● TASK ITEM
Output the listing below, keeping each line exactly as it stands.

● AVAILABLE DATA

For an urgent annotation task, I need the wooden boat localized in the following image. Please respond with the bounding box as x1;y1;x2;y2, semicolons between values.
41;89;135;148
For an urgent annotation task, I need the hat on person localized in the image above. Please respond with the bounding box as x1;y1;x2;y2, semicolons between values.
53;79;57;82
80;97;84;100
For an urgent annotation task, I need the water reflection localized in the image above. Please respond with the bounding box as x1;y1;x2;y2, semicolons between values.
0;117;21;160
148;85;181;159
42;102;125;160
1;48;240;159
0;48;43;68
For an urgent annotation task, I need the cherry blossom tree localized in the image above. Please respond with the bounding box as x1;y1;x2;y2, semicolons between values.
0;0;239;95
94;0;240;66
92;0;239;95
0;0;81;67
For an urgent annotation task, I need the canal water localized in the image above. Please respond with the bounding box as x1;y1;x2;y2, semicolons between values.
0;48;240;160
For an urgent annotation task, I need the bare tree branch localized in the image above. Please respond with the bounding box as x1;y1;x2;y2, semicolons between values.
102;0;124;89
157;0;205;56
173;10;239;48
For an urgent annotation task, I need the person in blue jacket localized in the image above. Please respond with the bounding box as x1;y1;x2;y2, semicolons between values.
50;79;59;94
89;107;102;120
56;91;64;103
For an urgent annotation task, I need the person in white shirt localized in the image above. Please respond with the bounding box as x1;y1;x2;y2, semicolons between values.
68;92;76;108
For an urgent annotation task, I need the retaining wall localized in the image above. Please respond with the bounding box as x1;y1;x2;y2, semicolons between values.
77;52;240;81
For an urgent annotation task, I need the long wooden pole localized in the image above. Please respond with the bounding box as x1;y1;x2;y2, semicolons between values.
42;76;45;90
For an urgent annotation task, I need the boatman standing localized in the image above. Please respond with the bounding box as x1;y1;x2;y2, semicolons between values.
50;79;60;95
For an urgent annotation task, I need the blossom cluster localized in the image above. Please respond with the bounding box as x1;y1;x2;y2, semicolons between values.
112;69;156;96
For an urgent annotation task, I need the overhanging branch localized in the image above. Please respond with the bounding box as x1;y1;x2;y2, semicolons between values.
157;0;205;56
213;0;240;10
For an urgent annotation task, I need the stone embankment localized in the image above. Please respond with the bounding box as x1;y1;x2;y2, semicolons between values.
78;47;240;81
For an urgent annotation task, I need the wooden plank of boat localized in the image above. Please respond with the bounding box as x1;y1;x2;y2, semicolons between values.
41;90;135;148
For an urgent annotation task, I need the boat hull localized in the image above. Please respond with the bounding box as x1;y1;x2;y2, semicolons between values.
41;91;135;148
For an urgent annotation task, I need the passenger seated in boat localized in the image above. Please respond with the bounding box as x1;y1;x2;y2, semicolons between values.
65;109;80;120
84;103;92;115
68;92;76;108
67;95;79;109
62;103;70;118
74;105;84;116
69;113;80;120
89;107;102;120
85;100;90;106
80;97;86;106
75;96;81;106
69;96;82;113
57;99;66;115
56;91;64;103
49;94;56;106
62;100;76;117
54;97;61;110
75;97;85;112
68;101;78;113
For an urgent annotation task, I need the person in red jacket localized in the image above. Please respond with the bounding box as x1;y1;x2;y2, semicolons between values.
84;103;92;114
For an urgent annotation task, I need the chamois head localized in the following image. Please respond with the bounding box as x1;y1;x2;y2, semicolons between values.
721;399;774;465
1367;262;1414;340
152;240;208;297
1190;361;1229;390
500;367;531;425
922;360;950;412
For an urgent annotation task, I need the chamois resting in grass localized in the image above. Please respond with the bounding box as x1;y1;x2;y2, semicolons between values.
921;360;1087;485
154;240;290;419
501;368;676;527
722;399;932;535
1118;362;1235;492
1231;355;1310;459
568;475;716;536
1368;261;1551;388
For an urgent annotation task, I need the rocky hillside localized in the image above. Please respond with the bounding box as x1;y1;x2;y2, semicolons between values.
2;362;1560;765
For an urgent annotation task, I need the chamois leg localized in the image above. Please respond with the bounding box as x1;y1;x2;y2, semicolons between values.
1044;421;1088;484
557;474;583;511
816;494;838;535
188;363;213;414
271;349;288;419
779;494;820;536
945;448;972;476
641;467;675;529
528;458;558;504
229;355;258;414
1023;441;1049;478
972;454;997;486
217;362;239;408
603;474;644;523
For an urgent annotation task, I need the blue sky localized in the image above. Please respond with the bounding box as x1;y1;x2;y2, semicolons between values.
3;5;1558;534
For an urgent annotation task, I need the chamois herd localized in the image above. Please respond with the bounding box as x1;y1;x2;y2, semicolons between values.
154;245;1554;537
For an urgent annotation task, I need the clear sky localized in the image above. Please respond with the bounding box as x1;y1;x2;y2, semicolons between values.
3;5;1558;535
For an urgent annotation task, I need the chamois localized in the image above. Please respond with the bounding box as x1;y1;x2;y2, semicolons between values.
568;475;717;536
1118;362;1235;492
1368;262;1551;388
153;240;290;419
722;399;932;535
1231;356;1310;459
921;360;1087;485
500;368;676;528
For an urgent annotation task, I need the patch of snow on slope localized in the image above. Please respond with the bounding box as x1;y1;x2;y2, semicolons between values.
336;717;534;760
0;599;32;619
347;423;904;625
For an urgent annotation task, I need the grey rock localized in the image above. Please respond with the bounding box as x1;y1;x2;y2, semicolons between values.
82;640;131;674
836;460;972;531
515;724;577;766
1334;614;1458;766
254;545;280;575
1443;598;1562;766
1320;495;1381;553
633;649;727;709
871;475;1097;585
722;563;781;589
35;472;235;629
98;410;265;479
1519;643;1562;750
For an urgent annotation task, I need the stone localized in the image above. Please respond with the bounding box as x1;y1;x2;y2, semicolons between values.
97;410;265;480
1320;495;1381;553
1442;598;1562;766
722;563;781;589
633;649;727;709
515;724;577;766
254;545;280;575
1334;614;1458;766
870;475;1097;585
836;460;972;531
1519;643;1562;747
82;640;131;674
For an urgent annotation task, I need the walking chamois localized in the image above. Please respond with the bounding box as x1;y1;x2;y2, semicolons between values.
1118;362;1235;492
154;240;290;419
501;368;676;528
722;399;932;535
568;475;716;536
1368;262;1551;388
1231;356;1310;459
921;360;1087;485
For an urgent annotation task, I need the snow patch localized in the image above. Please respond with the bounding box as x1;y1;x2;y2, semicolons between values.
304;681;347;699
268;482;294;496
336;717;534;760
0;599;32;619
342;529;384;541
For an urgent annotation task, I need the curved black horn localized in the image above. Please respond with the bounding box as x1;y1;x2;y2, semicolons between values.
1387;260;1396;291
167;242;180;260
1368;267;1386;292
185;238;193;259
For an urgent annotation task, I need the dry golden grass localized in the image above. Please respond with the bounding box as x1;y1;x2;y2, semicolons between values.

● SOLUTION
For an urgent annotation task, I need the wooden boat localized in the following image. Please respond with the bounding box as x1;y1;x2;y2, semicolons between values.
41;89;135;148
For an urgent annotation task, I need the hat on person localized in the image above. Please respond with the bounding box as x1;y1;x2;y2, semicolons between values.
53;79;57;82
80;97;84;100
For an urgent annotation task, I need the water reflection localized in the image above. Please respond with the bounding box as x1;y1;x2;y2, semicolons between values.
0;117;21;160
148;85;181;159
42;102;125;160
1;48;240;159
0;48;43;68
For an urgent annotation task, I need the cherry blossom tree localized in the image above. Please respond with the bounding box as x1;y1;x2;y2, semicolons between values.
0;0;239;95
94;0;240;66
92;0;239;95
0;0;81;67
For an urgent annotation task, I need the canal water localized in the image above. Please respond with the bounding box as x1;y1;x2;y2, semicolons between values.
0;48;240;160
For an urgent annotation task, I need the bare tree branch localized in the image above. Please respond with the bounding box as x1;y1;x2;y2, semicolons between values.
102;0;124;89
157;0;205;56
173;10;239;48
For an urgent annotation task, I need the person in blue jacket localized in the image above. Please respond with the bounding box as x1;y1;x2;y2, semicolons between values.
50;79;59;94
89;107;102;120
56;91;64;103
For an urgent annotation task, I need the person in white shirt localized in the image above. Please respond with the bounding box as x1;y1;x2;y2, semicolons between values.
68;92;76;108
For an urgent annotation task, I need the retaining wall localized in the image above. Please respond with the bounding box as x1;y1;x2;y2, semicolons between values.
77;52;240;81
For an urgent annotation task, I need the long wooden pole localized in the image above. Please respond with the bounding box as x1;y1;x2;y2, semicolons between values.
42;76;45;90
For an urgent annotation task, I need the boatman standing localized in the image above. Please respond with the bounding box as x1;y1;x2;y2, semicolons between values.
50;79;60;95
For an urgent annotation task, I need the blossom cluster localized in the image above. Please respond with the bounding box as x1;y1;x2;y2, semicolons between values.
112;69;156;96
For an urgent annotation task, I need the overhanging branch localized in the image above. Please respond with the bounding box as x1;y1;x2;y2, semicolons between values.
157;0;205;56
213;0;240;10
For an urgent annotation task, I need the stone embankment localized in the image above. Please respond with the bounding box as x1;y1;x2;y2, semicolons between values.
78;47;240;81
For an urgent annotation task, I need the wooden plank of boat localized in the image above. Please respond with the bounding box as x1;y1;x2;y2, semicolons between values.
41;90;135;148
For an urgent annotation task, I need the boat hull localized in the image above. Please respond with the bounding box as x1;y1;x2;y2, semicolons between values.
41;91;135;148
For an urgent annotation task, I need the passenger seated in boat localized in the image above. Please respond with the bounding box as x1;y1;x2;y2, semicolons between values.
65;109;80;120
84;103;92;115
68;92;76;108
67;95;79;109
62;103;70;118
74;105;84;116
69;113;80;120
89;107;102;120
85;100;90;106
80;97;86;106
75;96;81;106
69;96;82;113
57;99;66;115
56;91;64;103
49;94;56;106
62;100;76;117
54;97;61;110
75;97;85;112
68;101;78;113
For an urgent annotation task, I need the person in red jacket localized in the image above. Please respond with the bounding box as x1;y1;x2;y2, semicolons between values.
84;103;92;114
For an urgent annotation task, I need the chamois head localized in the following image. Please respond with the bounding box as x1;y1;x2;y2, semicolons between values.
721;399;774;465
1367;262;1414;340
152;240;208;297
1190;361;1229;390
500;367;531;425
922;360;950;412
For an urgent annotation task, I need the chamois resting in grass localized in the image above. Please respond with the bounding box as x1;y1;x2;y2, semicolons between values.
921;360;1087;485
154;240;290;419
501;368;676;527
722;399;932;535
1118;362;1235;492
1231;355;1310;459
568;475;716;536
1368;261;1551;388
For an urgent annotation task, I need the rocky hillside localized in the image above. Please respond with the bounding box as x1;y1;x2;y2, semicolons between values.
2;362;1560;765
For an urgent annotation task, I need the chamois leg localized in the image above. Please respond with the bounding box as x1;y1;x2;y2, semicolons between values.
1044;421;1088;484
557;474;583;511
816;494;838;535
188;363;213;414
271;349;288;419
779;494;820;536
945;448;972;476
641;467;675;529
528;458;558;504
229;355;258;414
1023;441;1049;478
972;454;997;486
217;362;239;408
603;474;644;523
For an urgent annotation task, I need the blue sky localized in the image above. Please respond with the bounding box as x1;y1;x2;y2, semicolons between values.
3;5;1558;534
For an urgent annotation task, I need the chamois herd localized in the image above. Please respond with the bounding box as x1;y1;x2;y2, semicolons between values.
154;245;1554;537
For an urgent annotation task, I need the clear sky localized in the image above. Please respond with the bounding box as x1;y1;x2;y2, semicolons between values.
3;5;1558;535
For an urgent annotation task, I need the chamois localized in the image above. Please respond with the bounding box as x1;y1;x2;y2, semicolons between values.
568;475;717;536
1118;362;1235;492
1368;262;1551;388
153;240;290;419
722;399;932;535
1231;356;1310;459
921;360;1087;485
500;368;676;528
For an urgent annotation task, I need the patch of snow on slope localized in the image above. Please respond with the bounding box as x1;y1;x2;y2, semicolons between values.
336;717;534;760
0;599;32;619
347;423;904;625
For an urgent annotation task, I need the grey rock localized in the image above. Please respond with the bounding box as x1;y1;x2;y2, semicolons between values.
82;640;131;674
836;460;972;531
515;724;577;766
1334;614;1458;766
254;545;280;575
1443;598;1562;766
1320;495;1381;553
633;649;727;709
871;475;1097;585
722;563;781;589
35;472;235;629
98;410;265;479
1519;643;1562;750
For an urgent annotation task, I need the stone localized in the image above. Please respond with the bounding box as x1;y1;x2;y2, semicolons between values.
97;410;265;480
1320;495;1381;553
1442;598;1562;766
722;563;781;589
633;649;727;709
515;724;577;766
254;545;280;575
1334;614;1458;766
870;475;1097;585
836;460;972;531
1519;643;1562;747
82;640;131;674
For an urgent annotation task, I need the walking chamois localized in the image above. Please respond with the bounding box as x1;y1;x2;y2, semicolons between values.
1118;362;1235;492
154;240;290;419
501;368;676;528
722;399;932;535
568;475;716;536
1368;262;1551;388
1231;356;1310;459
921;360;1087;485
For an urgent annotation task, I need the snow patch localized in the image above. Please respond with the bounding box as x1;y1;x2;y2, semicolons between values.
304;681;347;699
268;482;294;496
336;717;534;760
0;599;32;619
342;529;384;541
For an urgent annotation task, I need the curved black horn localized in the image above. Please respond with the bounding box as x1;y1;x2;y2, semicolons between values.
1387;260;1396;291
167;242;180;260
1368;267;1386;292
185;238;193;259
For an urgent annotation task, I need the dry golden grass localized in the image above. Please respond with the bounding box as x1;y1;x2;y2, semicolons between values.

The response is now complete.